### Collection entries
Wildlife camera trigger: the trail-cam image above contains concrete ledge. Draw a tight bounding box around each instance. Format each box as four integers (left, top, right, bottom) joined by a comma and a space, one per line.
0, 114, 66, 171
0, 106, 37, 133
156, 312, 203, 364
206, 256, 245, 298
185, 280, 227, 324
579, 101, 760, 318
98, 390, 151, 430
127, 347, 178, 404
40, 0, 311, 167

### WHAT THIS TASK INVOLVES
Output every one of the records above as a two-column CSV with the columns "prompt" and "response," giving one row for each request. Put the request's text and its answer in their own quoted fields, and replace any line breaks with spaces.

### RESULT OF THIS TASK
prompt,response
"Wildlife camera trigger: the trail-cam image above contains concrete ledge. Draw a tight bounding box around each instance. Format each box as four integers (left, top, right, bottom) joined by a comma and a space, one per line.","0, 114, 66, 171 0, 106, 37, 133 156, 312, 203, 364 206, 256, 245, 298 185, 280, 227, 324 579, 101, 760, 318 98, 390, 151, 430 127, 347, 178, 404 40, 0, 311, 167"